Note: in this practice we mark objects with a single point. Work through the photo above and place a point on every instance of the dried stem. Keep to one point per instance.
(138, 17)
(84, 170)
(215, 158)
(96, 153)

(Assignment): Repeat the material above verbatim.

(Solution below):
Note: in this practice we mark objects with a single point. Work through the photo above and place a point on every instance of the dried stem. Keep to one point per instance.
(138, 17)
(84, 170)
(215, 158)
(96, 153)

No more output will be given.